* _GOAL OF THE EXERCISE_: Please retype the line that contains "If you could tag the street" and all lines that follow it to the end of the entries below, exactly as they stand, with nothing added.

[Opening DATA section]

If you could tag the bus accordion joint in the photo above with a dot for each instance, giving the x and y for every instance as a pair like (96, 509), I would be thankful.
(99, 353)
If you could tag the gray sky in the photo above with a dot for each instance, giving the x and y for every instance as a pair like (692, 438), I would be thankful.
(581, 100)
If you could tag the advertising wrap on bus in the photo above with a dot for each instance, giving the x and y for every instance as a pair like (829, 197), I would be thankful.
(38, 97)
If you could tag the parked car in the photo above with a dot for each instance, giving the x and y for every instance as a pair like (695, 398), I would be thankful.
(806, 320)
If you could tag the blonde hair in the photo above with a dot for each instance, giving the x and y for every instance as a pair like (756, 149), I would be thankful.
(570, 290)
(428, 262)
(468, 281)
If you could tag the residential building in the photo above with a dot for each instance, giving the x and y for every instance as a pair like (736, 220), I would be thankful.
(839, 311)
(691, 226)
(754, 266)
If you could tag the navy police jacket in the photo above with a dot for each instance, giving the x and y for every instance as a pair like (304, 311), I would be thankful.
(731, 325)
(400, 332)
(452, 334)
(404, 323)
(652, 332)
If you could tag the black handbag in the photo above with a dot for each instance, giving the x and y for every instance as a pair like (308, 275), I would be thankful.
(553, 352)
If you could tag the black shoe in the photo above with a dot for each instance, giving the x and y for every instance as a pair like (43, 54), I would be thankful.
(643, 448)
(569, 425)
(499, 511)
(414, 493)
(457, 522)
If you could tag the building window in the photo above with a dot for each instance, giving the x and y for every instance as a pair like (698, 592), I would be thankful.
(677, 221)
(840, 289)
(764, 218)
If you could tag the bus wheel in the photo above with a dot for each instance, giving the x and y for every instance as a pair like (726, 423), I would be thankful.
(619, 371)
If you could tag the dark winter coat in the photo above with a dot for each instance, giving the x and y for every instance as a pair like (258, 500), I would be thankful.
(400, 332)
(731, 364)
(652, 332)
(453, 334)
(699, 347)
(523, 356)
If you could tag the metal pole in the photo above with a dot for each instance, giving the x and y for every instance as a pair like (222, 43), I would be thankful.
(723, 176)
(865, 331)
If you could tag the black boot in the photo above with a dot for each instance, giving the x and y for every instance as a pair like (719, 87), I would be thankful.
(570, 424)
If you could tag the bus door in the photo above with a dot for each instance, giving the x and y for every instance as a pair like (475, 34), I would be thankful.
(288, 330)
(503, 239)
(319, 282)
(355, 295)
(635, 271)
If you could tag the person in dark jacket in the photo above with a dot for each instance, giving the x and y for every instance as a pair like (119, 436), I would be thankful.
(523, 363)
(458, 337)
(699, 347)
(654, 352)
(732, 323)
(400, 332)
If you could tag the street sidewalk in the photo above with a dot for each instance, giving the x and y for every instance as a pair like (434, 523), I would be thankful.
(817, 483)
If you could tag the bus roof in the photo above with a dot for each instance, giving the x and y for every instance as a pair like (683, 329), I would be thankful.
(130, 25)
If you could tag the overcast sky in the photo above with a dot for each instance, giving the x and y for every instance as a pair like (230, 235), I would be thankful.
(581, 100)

[Closing DATA section]

* _REPLY_:
If you could tag the street sidewalk in the photo above with a dot for each instance, giving the x and y for every instance as a pair like (434, 523), I would be thankful.
(817, 483)
If you could tag the bus roof in the photo above with a dot for each instance, giving the x and y for every instance as a pair like (683, 329), I would be thankful.
(130, 25)
If you could tag the overcast sky in the photo above with a dot for each instance, giving the x and y for every instance as a pair like (230, 235), I would be thankful.
(581, 100)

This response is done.